- [Task description] Tally the lines in the listing below that contain the string "soil", treating uppercase and lowercase letters as distinct. Reply with the number only.

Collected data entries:
* START *
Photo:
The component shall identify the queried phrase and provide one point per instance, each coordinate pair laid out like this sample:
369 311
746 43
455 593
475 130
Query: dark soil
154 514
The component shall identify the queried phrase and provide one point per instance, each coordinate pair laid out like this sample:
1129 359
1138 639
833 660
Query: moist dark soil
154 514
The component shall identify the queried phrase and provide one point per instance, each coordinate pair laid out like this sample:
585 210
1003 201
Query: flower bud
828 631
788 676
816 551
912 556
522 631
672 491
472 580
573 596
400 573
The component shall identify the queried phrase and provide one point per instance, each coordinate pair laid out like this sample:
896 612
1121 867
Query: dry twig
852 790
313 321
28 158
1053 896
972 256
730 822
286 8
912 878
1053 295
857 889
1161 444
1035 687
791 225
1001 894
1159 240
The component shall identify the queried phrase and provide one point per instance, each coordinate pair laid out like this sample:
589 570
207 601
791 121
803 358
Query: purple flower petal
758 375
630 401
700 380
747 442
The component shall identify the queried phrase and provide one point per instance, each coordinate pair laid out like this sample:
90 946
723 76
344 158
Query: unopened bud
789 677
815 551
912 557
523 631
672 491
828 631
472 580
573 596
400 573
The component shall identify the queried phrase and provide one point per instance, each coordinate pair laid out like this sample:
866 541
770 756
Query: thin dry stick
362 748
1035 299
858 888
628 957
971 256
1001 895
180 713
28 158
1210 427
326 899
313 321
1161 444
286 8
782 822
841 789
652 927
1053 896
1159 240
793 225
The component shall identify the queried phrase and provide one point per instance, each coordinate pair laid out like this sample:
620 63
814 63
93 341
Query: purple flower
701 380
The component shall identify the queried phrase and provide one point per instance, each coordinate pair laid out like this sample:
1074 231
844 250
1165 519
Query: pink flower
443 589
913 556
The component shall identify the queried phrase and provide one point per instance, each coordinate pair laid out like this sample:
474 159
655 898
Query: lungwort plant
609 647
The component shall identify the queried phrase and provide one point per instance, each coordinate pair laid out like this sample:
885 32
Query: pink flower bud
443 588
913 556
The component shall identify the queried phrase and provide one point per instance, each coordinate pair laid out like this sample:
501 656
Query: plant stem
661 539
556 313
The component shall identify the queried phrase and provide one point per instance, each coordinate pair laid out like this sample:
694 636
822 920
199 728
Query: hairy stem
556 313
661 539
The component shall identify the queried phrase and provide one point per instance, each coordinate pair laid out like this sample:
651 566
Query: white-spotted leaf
* END *
- [Answer for the task] 2